:: INSTRUCTIONS TO FOLLOW ::
Copy the items below word for word, from the line containing "Practice. Point at the melted" through the line containing "<point>230,53</point>", including both of those lines. Leave the pictures out.
%%
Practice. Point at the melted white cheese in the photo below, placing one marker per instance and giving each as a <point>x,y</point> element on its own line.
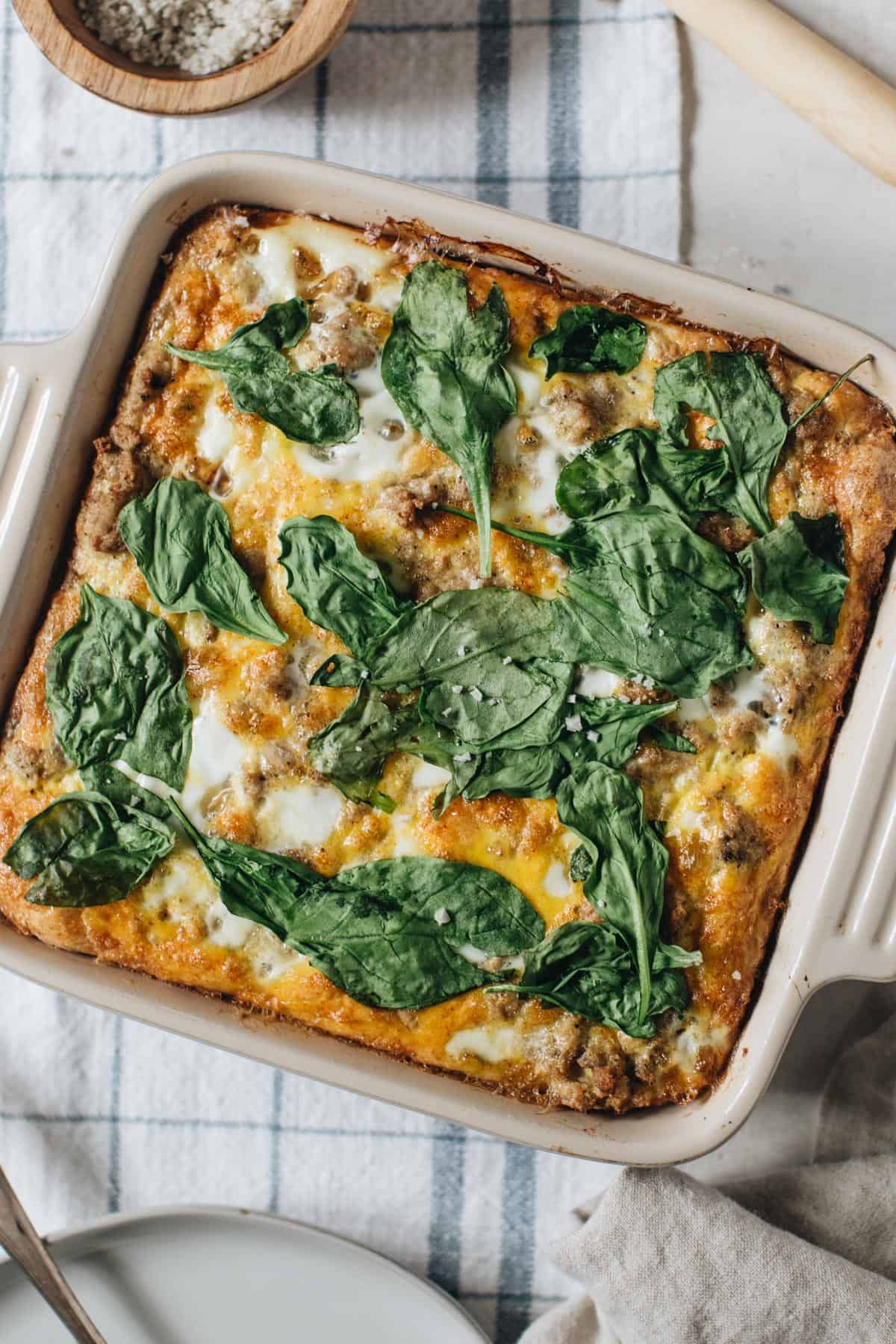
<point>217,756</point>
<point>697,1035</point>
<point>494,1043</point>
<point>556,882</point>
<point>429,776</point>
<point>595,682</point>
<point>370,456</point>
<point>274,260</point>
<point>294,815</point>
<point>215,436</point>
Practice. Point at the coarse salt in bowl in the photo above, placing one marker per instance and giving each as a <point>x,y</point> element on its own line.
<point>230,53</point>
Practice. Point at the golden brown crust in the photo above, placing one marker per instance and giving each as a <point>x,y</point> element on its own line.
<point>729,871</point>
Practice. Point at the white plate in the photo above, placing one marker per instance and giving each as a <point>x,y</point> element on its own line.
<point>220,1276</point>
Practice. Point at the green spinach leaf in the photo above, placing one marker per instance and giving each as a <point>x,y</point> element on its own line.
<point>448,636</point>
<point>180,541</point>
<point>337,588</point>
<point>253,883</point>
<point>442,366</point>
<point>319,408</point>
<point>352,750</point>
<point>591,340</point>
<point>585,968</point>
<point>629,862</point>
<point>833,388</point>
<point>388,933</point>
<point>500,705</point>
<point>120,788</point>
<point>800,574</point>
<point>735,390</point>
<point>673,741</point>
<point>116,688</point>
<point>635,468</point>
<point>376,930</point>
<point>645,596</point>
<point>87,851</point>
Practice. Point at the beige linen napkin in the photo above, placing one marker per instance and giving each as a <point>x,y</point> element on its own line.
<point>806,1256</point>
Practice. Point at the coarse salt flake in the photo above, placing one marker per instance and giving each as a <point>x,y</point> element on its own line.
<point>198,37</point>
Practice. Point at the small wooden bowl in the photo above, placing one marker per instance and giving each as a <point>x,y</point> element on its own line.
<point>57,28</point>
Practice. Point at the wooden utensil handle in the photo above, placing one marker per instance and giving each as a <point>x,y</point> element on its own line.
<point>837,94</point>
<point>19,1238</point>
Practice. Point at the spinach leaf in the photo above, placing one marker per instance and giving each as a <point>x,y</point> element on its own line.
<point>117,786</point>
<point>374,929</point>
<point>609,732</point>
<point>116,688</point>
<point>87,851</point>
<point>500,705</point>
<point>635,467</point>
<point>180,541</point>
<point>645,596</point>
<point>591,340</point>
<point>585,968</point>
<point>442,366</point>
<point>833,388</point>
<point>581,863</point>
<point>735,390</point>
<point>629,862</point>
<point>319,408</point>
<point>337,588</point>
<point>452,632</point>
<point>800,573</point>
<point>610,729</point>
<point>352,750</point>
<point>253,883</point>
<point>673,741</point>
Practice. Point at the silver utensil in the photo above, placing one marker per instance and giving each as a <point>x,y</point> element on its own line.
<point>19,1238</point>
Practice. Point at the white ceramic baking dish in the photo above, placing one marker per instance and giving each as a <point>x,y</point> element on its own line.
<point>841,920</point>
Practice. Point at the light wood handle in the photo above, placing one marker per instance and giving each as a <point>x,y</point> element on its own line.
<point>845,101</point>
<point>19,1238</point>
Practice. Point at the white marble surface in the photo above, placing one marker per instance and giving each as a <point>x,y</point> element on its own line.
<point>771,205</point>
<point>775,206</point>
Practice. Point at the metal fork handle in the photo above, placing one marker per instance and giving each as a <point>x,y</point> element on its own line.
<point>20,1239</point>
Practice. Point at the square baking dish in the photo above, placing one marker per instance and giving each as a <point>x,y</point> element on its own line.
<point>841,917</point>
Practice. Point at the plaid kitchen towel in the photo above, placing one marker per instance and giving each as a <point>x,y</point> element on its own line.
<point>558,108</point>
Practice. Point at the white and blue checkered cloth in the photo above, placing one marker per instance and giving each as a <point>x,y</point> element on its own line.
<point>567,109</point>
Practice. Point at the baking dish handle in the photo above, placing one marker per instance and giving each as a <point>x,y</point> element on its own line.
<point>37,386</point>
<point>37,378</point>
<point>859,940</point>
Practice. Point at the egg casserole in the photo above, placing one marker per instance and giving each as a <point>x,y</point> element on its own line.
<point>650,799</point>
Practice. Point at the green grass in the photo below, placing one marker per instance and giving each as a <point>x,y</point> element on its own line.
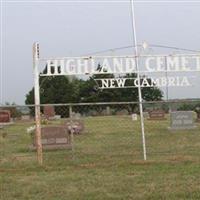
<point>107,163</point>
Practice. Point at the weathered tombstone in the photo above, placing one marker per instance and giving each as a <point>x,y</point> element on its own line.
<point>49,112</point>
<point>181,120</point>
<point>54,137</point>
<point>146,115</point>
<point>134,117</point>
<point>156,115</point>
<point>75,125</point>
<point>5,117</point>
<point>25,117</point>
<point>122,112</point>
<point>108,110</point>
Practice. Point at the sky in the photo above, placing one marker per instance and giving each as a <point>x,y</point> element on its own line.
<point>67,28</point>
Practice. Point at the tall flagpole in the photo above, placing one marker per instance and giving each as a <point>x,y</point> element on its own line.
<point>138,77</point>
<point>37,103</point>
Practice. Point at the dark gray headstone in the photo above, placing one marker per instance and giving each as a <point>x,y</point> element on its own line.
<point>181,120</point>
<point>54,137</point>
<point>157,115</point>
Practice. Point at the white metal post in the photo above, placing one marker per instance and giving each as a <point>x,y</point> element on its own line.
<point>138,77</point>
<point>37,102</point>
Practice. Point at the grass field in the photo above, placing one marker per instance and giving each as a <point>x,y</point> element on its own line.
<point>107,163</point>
%%
%%
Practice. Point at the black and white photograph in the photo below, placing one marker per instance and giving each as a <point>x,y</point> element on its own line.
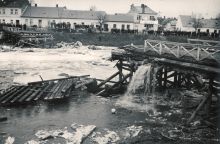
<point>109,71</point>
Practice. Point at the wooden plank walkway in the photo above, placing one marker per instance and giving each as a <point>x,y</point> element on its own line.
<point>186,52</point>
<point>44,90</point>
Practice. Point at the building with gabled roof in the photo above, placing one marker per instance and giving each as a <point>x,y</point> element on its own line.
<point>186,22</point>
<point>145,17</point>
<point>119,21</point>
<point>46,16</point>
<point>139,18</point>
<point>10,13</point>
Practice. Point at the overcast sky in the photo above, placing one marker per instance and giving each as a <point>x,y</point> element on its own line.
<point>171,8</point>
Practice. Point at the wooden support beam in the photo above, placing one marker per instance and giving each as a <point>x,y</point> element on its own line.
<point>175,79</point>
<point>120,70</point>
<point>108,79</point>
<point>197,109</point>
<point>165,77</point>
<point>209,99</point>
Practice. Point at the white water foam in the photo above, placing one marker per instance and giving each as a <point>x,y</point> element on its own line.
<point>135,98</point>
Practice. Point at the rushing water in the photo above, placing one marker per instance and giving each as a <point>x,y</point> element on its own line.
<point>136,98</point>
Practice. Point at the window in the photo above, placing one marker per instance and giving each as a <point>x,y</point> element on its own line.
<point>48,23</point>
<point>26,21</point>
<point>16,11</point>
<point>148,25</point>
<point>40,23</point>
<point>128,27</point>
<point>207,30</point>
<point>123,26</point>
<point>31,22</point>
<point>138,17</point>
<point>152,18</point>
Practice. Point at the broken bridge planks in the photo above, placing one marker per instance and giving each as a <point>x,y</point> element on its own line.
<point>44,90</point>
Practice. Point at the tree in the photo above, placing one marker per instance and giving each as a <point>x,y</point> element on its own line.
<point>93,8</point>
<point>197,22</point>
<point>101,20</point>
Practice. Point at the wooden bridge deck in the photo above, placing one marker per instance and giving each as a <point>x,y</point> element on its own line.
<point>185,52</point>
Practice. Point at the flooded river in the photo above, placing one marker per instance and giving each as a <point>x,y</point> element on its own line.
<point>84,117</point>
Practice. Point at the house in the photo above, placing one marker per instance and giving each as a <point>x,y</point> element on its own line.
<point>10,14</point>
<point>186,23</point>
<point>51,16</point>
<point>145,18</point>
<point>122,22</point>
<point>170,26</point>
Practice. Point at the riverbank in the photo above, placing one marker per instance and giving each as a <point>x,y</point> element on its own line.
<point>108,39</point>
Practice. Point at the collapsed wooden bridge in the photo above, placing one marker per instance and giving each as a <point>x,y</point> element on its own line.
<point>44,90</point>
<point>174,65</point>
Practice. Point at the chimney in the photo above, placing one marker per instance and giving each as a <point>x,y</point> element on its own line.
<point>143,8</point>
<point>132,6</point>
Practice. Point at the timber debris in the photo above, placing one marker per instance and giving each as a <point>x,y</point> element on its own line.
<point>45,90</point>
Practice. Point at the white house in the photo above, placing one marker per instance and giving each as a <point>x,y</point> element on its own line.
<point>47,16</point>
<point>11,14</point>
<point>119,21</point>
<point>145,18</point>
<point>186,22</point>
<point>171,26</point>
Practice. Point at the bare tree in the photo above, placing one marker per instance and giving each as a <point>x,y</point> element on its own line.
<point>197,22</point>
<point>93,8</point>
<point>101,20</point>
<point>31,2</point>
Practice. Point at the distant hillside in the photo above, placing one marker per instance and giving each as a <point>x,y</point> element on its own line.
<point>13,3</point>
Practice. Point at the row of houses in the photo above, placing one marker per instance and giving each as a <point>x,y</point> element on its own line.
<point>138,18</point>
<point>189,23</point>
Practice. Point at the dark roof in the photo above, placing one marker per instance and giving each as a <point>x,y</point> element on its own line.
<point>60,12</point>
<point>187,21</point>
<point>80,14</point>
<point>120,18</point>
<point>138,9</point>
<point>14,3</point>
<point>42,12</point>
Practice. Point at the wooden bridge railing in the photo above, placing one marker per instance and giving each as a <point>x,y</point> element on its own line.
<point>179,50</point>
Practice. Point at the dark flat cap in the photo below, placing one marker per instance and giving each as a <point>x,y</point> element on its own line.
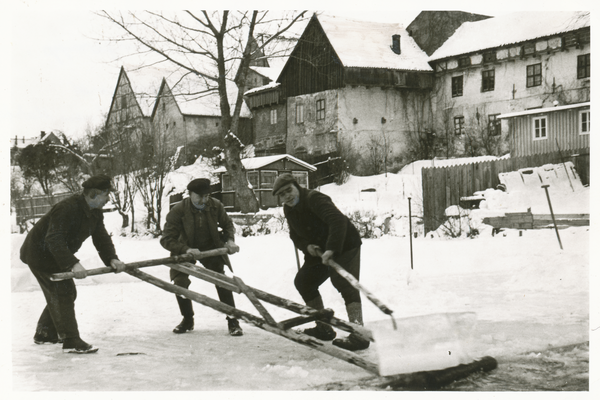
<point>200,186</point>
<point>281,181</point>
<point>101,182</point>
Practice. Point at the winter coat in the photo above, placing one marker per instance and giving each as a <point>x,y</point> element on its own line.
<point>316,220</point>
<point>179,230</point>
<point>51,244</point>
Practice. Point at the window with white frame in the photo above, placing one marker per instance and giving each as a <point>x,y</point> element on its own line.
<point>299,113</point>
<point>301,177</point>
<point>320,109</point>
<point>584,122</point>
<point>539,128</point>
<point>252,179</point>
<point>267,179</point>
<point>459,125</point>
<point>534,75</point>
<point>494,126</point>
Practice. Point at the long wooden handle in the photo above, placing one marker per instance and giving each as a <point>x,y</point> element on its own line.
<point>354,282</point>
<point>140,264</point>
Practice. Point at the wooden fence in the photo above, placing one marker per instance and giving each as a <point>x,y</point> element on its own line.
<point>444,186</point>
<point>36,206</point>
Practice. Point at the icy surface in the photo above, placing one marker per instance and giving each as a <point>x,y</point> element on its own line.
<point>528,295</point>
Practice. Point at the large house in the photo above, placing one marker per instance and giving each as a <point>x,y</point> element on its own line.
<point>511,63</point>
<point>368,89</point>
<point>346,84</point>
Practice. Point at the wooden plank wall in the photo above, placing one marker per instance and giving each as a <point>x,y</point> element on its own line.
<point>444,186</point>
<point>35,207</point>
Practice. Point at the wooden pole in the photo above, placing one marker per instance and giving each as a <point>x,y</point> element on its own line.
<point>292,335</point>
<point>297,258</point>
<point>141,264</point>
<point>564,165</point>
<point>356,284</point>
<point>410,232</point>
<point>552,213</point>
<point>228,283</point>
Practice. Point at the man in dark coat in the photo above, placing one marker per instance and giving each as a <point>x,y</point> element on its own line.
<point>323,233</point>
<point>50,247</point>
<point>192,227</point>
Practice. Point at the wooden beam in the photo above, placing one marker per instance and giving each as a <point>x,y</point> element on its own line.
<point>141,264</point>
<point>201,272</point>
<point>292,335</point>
%%
%%
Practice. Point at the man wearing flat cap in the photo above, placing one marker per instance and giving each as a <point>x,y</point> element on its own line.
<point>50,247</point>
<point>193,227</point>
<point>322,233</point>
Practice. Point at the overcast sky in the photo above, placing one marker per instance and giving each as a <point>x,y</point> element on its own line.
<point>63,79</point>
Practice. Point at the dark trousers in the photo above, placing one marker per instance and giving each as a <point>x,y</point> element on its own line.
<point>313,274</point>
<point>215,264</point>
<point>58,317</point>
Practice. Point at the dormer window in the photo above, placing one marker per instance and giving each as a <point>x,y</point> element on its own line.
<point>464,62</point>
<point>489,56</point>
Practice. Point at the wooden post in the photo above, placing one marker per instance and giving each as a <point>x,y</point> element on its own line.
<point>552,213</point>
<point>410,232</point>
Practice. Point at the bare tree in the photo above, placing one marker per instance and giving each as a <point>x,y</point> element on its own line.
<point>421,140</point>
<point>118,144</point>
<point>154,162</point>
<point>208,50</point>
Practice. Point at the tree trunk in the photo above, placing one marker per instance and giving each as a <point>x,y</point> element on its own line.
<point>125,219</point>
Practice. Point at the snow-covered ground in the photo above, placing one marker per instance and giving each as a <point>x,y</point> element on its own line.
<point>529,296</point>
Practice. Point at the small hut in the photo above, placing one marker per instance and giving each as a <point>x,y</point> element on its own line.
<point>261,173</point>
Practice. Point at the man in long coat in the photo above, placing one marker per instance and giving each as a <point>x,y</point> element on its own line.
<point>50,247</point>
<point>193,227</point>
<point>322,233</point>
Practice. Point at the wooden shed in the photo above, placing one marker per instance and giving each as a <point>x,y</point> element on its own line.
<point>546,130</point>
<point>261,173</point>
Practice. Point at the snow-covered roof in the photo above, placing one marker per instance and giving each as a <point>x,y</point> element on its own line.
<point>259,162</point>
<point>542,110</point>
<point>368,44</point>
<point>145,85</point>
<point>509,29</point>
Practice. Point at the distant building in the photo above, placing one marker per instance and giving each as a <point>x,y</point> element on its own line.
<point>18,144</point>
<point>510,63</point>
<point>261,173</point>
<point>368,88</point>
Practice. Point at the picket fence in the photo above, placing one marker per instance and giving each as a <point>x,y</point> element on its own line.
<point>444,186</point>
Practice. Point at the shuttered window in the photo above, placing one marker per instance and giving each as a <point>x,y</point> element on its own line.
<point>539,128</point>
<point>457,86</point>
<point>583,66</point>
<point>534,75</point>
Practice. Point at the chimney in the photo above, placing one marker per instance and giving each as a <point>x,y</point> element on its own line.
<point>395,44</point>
%%
:: THE ANSWER ::
Practice. Point at the melted white cheese in the photo below, placing one marker per instance and giving each as a <point>x,y</point> element on its own line.
<point>217,756</point>
<point>697,1035</point>
<point>494,1043</point>
<point>556,882</point>
<point>429,776</point>
<point>595,682</point>
<point>370,456</point>
<point>274,260</point>
<point>294,815</point>
<point>215,436</point>
Practice. Point at the coarse salt in bowl in the photo above, placing one marker per instance and giving each as a <point>x,y</point> element on its own line.
<point>230,53</point>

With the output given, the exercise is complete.